• **Objective**
Copy out exactly every line from the line containing "the white cloud in the photo above." until the records below end, inclusive of both boundary lines.

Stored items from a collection

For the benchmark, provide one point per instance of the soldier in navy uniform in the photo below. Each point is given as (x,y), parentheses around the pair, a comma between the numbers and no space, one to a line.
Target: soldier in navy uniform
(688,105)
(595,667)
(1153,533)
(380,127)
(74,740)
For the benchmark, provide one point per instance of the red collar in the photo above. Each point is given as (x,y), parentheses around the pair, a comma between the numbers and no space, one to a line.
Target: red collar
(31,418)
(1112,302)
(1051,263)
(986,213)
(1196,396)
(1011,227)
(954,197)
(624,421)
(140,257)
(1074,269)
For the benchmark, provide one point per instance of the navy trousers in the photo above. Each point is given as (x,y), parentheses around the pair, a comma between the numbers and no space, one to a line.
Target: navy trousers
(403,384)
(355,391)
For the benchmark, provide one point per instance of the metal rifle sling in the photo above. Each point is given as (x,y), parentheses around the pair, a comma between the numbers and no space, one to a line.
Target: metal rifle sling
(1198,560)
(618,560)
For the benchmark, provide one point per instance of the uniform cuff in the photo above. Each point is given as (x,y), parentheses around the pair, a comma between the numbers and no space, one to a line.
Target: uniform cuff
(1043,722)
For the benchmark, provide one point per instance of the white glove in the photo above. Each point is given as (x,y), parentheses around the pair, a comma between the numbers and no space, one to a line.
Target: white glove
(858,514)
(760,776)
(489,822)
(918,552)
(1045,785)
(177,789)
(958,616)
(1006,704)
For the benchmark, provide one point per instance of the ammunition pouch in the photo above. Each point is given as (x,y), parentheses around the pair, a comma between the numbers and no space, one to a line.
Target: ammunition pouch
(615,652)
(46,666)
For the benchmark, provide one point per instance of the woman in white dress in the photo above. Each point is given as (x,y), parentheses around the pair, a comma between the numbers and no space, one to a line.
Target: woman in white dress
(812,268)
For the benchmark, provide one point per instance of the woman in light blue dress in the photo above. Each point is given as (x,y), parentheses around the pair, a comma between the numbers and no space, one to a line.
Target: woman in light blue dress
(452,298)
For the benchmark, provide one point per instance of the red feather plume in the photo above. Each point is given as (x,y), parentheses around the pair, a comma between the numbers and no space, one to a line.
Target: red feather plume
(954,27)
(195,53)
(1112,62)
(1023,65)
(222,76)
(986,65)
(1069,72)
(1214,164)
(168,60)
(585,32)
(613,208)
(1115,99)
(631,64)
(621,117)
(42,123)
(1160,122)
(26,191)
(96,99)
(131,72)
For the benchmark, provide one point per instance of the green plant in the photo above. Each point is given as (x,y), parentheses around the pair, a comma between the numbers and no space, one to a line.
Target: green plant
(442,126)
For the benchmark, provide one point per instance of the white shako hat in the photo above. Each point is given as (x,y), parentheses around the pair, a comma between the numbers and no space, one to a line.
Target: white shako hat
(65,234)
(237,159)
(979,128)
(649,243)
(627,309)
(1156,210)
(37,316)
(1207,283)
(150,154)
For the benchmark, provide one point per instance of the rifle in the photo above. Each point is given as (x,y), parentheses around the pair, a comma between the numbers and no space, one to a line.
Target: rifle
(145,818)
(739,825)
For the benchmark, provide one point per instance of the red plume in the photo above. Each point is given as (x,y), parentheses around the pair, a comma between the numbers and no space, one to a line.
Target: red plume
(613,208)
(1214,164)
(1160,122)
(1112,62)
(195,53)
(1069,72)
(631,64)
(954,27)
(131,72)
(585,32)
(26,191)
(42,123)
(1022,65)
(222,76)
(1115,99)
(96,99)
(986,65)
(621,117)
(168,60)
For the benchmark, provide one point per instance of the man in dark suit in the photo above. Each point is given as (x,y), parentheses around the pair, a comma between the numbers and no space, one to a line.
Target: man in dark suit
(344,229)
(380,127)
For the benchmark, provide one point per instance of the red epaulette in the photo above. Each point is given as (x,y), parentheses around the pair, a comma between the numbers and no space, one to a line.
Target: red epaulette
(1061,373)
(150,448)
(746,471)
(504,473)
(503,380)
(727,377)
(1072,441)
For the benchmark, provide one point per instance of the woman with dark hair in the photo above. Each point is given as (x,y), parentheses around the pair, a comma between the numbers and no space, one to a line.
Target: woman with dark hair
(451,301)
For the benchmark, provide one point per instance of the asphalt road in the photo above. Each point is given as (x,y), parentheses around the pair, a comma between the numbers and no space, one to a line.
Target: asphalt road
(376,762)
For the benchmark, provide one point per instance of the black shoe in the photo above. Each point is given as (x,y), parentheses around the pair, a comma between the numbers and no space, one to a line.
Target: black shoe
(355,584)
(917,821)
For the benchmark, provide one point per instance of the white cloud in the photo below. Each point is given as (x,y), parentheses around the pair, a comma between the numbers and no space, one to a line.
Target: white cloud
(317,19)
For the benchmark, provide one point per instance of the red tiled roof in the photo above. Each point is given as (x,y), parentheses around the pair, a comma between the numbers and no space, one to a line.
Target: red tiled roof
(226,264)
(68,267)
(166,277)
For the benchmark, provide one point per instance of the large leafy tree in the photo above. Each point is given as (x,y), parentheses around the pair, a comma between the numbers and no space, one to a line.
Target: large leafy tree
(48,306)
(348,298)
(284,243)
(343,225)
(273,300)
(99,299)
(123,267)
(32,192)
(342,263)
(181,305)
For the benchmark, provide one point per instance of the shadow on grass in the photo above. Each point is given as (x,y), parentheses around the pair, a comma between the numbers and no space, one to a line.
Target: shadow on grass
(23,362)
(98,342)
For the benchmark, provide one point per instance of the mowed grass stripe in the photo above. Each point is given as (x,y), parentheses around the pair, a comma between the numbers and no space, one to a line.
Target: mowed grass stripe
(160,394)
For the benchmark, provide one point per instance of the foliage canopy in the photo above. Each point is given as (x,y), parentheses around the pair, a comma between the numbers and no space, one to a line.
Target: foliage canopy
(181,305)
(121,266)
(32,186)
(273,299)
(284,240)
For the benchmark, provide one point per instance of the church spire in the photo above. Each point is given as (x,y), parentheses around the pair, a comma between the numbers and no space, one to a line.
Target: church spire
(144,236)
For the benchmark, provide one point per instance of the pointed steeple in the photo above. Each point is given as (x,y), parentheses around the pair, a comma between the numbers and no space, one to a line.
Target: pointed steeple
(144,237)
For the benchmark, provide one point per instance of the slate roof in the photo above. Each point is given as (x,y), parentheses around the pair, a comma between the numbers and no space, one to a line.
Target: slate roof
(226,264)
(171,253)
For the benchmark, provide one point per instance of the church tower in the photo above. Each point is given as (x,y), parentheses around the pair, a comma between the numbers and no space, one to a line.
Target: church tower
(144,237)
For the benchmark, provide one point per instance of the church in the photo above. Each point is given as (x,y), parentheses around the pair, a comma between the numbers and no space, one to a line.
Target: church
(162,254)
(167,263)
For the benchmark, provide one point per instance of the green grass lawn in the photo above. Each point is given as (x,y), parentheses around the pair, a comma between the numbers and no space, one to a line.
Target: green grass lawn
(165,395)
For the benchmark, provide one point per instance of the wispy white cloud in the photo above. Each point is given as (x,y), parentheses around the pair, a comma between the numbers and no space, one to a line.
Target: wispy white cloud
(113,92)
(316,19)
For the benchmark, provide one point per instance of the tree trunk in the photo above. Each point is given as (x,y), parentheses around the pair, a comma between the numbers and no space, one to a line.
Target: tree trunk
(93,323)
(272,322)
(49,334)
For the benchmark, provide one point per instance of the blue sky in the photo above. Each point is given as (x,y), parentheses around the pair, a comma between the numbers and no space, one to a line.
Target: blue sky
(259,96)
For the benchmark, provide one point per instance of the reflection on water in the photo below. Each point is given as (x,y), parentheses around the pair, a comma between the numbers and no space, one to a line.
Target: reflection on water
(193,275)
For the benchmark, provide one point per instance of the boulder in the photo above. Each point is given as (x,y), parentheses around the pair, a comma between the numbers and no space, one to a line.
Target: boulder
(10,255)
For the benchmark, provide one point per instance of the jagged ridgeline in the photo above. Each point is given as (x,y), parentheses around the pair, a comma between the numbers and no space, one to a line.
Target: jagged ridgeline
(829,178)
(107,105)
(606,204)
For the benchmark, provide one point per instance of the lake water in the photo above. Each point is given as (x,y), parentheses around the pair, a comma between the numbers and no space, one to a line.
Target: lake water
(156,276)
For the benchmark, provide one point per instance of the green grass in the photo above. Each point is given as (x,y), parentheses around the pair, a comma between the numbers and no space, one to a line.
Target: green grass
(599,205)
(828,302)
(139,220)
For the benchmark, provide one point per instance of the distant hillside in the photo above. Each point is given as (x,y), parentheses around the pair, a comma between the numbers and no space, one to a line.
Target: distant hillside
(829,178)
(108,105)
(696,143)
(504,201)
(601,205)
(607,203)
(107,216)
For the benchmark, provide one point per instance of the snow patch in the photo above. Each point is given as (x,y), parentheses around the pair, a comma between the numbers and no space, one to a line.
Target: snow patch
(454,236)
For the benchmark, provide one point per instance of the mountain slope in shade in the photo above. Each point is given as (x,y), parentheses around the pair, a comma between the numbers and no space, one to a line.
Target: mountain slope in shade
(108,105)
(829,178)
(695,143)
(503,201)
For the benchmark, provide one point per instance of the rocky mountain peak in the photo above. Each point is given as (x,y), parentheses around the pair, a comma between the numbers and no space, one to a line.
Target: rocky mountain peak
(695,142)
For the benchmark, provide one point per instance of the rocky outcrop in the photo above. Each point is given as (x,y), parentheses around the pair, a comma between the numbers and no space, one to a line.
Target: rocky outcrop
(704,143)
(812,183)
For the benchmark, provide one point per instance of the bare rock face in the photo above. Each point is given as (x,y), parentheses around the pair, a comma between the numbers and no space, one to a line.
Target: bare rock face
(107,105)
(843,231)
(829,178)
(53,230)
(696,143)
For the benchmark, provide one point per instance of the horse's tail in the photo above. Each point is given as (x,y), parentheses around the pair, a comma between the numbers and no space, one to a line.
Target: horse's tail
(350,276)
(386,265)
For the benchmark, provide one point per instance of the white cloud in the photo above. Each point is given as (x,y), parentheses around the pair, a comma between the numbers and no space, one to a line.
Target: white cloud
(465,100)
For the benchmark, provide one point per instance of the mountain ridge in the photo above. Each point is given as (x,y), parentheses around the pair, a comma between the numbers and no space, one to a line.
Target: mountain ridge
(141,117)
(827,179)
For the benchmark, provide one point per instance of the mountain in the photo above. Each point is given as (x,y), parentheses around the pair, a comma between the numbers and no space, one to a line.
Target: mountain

• **The result**
For the benchmark, provide one point per instance of the white cloud in the photo above. Each point is given as (x,y), parentheses around the pair, a comma between the numbers and no space, one to a line.
Target: white cloud
(465,100)
For the benchmark, provide one point per instance of the mountain ridge in the photo above. Each point is given as (x,y), parentheses around the pair, a comma between the numbers and no space, one to a line.
Target: mountain ridge
(141,117)
(827,179)
For the benchmark, provide one point per instance of the mountain in the photo above. Each point is given as (x,y), parentheses around the pair, a comma between the numbers and no space, one to a line.
Target: mountain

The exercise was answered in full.